### Records shown

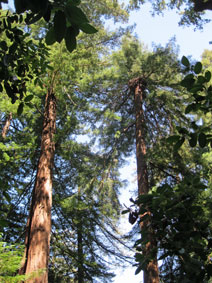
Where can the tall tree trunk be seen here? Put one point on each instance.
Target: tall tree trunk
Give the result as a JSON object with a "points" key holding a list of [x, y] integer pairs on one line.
{"points": [[137, 86], [6, 126], [80, 271], [38, 228]]}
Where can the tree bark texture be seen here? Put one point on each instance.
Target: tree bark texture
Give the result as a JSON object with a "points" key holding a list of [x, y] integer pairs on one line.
{"points": [[80, 256], [38, 228], [6, 126], [137, 86]]}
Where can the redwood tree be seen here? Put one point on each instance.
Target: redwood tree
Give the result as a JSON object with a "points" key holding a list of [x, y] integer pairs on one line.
{"points": [[137, 87], [38, 229]]}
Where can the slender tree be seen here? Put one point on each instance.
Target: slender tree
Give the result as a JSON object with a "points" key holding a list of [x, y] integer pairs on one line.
{"points": [[38, 229], [138, 87]]}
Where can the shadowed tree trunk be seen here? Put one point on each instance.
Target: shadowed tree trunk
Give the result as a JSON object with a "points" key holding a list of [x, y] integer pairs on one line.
{"points": [[137, 86], [38, 228], [6, 126], [80, 271]]}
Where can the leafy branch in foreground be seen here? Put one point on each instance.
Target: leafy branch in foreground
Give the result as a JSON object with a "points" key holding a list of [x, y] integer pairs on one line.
{"points": [[199, 89]]}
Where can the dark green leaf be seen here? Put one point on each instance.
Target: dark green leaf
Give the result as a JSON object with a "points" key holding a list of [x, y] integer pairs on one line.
{"points": [[50, 37], [185, 61], [3, 223], [192, 107], [3, 45], [188, 81], [183, 131], [125, 211], [28, 98], [76, 15], [20, 6], [74, 2], [179, 144], [34, 19], [20, 108], [196, 88], [193, 139], [173, 139], [201, 80], [87, 28], [207, 76], [198, 68], [47, 14], [59, 25], [70, 39], [7, 196], [138, 270], [202, 140]]}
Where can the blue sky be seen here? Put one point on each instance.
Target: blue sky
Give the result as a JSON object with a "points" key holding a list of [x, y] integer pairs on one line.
{"points": [[159, 29]]}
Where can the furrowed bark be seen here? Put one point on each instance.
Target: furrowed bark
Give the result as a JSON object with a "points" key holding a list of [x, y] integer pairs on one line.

### Task requirements
Reproduce all of the items above word for word, leaving out the pictures.

### Finished task
Where can the tall tree trunk be seen here? Put one point on each instance.
Target: tall tree trunk
Give the result as a JSON object with a "points" key holding a list of [x, y] integer pairs on one line.
{"points": [[137, 86], [6, 126], [80, 271], [38, 228]]}
Where can the tree bark texture be seen here? Put one point on each instance.
Target: tree bark texture
Give the result as a JSON object with a "points" key holding a list of [x, y] integer pairs on one line.
{"points": [[80, 256], [38, 228], [6, 126], [137, 86]]}
Where can the redwood tree be seen here? Put one point on each instance.
Target: redwood tree
Give the result as a JSON object with a "points" key holding a list of [x, y] integer pairs on one line.
{"points": [[137, 87], [38, 229]]}
Where can the slender tree be seen here? Put one point on each instance.
Target: slender tree
Give the result as a JSON object with a "points" key holding a list of [x, y] integer pairs on one line.
{"points": [[38, 229], [138, 87]]}
Where can the shadowed tree trunk be seen here? Put one point on each instance.
Target: shadowed tree trunk
Give the result as a JSON object with a "points" key holding a list of [x, y] integer pairs on one line.
{"points": [[137, 86], [38, 228], [6, 126], [80, 271]]}
Where can the leafy branch in foreground be seen here? Put one point on each instance.
Target: leafy branch in foreground
Give the result as a JSON object with a "points" key holding a list of [x, y] integer pairs on one line.
{"points": [[199, 89]]}
Where can the dark green leaf be seen here? Put one point on each instance.
Target: dark green leaf
Give the result as a JSON object with a "points" key holding a list of [x, y] integer pairs on one line.
{"points": [[50, 37], [185, 61], [3, 223], [192, 107], [3, 45], [188, 81], [183, 131], [125, 211], [28, 98], [76, 15], [20, 6], [74, 2], [179, 144], [34, 19], [20, 108], [196, 88], [193, 139], [173, 139], [201, 80], [87, 28], [207, 76], [198, 68], [47, 14], [59, 25], [70, 39], [7, 196], [138, 270], [202, 140]]}
Where can the blue sky be seen here? Put one point on each instance.
Target: blue sky
Give the result as a JSON object with a "points" key holding a list of [x, y] integer pairs on one line.
{"points": [[159, 29]]}
Where can the furrowed bark be seen here? Put one point on each instance.
Target: furrowed bark
Give the result as a JSON object with a "points" key holding a list of [x, y] integer pairs on one line.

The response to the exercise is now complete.